EXERCISE - Extract each line from the items below that contains the string "plant".

## Start DATA SUPPLIED

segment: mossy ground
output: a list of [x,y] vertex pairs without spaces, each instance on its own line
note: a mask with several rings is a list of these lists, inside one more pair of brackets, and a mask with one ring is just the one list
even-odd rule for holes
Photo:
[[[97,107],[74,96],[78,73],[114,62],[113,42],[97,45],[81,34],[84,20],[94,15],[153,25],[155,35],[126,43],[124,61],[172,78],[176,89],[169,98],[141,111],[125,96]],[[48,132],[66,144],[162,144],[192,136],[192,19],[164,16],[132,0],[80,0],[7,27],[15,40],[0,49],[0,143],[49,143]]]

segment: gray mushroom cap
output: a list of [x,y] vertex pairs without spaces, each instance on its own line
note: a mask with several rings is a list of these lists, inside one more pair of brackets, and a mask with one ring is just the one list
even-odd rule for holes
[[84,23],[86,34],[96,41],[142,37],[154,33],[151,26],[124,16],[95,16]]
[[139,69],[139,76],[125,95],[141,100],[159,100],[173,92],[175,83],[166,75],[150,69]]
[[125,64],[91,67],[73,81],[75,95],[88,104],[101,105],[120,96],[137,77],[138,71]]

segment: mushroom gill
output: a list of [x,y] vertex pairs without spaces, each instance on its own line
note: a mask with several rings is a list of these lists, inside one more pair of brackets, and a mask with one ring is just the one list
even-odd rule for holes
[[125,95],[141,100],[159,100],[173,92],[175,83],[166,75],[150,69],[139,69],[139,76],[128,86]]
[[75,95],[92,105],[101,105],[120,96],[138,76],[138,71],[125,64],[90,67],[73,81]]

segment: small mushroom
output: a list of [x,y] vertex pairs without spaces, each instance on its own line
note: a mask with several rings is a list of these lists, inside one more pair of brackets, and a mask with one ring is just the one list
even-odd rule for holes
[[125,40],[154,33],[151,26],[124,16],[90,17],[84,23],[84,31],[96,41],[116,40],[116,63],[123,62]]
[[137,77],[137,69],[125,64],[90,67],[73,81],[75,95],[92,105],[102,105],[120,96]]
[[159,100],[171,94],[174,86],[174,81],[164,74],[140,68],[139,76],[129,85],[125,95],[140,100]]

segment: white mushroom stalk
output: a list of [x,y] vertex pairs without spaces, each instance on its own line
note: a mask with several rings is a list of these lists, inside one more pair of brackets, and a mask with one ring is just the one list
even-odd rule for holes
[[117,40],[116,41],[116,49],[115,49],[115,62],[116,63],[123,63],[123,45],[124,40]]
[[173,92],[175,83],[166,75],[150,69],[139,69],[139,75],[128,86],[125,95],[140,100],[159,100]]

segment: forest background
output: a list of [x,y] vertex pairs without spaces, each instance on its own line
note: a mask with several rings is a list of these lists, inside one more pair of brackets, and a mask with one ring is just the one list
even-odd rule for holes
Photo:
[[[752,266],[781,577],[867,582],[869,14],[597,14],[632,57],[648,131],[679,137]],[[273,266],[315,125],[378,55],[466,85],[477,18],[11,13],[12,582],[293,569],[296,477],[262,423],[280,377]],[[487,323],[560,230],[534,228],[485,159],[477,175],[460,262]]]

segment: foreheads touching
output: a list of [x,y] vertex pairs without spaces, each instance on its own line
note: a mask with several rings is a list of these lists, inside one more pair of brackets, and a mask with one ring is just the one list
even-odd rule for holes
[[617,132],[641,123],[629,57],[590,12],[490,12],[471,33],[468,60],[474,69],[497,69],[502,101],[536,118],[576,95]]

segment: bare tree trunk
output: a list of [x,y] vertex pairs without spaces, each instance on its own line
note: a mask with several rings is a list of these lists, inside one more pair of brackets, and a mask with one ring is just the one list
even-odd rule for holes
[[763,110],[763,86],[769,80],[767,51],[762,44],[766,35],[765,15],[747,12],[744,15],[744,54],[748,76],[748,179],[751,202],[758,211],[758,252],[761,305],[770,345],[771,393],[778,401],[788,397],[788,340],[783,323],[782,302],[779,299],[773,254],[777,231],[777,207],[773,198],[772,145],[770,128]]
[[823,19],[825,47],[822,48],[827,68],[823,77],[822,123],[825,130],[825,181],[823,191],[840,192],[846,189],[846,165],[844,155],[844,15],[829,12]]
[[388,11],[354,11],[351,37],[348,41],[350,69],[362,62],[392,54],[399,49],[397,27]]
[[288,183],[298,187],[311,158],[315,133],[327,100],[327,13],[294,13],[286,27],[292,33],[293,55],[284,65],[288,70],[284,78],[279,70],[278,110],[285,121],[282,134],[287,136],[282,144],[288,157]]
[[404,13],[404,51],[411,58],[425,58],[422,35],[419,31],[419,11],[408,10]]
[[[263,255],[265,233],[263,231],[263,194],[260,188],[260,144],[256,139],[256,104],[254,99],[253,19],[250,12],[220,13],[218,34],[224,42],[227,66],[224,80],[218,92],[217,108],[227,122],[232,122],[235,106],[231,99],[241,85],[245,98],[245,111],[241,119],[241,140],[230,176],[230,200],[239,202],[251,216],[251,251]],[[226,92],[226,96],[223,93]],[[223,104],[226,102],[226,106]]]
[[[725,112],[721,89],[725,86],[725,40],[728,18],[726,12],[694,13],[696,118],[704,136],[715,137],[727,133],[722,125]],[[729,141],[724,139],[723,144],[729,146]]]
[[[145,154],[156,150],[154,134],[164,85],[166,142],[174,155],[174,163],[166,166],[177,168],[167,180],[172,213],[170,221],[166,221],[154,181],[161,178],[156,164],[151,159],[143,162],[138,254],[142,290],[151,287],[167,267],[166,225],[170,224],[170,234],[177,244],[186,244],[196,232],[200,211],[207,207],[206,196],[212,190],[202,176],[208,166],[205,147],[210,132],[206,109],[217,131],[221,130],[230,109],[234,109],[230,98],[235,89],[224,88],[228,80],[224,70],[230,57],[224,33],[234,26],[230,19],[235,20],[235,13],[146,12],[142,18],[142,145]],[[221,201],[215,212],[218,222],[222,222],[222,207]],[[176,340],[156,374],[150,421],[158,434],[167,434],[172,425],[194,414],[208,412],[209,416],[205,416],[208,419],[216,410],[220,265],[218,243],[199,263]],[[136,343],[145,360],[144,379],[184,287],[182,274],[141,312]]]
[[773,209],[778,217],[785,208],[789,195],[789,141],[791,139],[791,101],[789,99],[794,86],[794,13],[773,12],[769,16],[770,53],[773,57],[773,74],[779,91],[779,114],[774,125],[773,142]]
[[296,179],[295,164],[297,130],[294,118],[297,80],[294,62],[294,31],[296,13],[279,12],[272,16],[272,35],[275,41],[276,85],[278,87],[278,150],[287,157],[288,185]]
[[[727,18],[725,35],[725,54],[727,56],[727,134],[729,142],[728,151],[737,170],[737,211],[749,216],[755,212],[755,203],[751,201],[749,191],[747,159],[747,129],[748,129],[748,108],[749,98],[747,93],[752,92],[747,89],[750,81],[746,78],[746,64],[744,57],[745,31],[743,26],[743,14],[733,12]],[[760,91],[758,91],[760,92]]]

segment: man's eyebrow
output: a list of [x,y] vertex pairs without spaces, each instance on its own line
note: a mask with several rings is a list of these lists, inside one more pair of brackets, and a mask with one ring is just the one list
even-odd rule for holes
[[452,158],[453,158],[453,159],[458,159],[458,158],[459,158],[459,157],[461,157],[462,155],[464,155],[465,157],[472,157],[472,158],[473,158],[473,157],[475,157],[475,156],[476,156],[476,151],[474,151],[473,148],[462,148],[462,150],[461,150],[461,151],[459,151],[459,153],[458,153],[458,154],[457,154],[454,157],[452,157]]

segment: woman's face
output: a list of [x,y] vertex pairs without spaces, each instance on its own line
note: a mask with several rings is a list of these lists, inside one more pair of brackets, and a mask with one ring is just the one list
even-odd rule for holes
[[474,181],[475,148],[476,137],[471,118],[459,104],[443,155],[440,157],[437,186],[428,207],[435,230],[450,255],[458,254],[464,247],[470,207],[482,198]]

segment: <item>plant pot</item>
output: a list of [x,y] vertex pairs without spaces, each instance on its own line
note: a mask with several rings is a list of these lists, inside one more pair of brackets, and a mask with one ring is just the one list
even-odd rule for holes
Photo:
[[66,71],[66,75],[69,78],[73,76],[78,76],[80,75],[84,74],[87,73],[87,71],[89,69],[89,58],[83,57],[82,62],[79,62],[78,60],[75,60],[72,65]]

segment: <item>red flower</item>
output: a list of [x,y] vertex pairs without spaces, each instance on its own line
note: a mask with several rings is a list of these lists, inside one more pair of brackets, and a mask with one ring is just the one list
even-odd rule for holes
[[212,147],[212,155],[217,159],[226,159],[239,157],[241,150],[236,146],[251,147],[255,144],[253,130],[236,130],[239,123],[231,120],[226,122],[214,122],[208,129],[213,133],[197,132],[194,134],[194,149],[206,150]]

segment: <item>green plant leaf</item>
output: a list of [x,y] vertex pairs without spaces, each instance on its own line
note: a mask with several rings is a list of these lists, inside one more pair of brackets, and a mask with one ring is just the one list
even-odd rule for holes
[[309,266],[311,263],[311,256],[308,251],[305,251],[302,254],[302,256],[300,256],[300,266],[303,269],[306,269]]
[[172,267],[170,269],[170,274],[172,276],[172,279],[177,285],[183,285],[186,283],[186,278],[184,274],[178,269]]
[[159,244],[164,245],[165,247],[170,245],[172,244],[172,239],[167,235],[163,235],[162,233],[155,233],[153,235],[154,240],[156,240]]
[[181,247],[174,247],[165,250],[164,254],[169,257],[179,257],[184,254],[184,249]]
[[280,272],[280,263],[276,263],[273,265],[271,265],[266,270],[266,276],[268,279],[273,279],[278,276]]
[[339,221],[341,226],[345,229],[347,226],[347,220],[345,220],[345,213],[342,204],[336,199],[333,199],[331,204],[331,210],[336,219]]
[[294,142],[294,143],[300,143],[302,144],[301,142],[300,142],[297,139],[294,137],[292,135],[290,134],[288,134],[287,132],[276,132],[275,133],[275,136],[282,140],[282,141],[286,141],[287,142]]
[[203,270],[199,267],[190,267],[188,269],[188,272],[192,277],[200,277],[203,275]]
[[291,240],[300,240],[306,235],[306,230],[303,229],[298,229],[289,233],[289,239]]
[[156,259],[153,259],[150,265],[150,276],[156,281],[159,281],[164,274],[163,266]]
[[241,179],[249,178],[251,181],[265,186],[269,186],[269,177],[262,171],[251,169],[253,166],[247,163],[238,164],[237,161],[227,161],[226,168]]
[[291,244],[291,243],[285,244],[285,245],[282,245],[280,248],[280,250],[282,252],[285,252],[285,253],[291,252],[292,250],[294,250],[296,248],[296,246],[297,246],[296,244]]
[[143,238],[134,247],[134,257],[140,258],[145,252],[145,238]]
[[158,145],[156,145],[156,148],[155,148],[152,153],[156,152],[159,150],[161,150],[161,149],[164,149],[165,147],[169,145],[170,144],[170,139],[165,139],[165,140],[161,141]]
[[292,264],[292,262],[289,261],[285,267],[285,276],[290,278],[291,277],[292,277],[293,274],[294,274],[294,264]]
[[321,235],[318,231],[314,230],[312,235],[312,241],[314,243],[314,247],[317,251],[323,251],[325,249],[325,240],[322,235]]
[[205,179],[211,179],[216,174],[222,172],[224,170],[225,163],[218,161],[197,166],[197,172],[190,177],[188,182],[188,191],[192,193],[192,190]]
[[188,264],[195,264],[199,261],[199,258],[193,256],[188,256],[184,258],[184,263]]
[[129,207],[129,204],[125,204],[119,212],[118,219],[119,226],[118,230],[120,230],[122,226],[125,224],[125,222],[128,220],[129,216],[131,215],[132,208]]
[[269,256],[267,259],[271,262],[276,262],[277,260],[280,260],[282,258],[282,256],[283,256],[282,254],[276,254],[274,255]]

## End DATA SUPPLIED

SOLUTION -
segment: <item>plant pot</item>
segment: <item>green plant leaf</item>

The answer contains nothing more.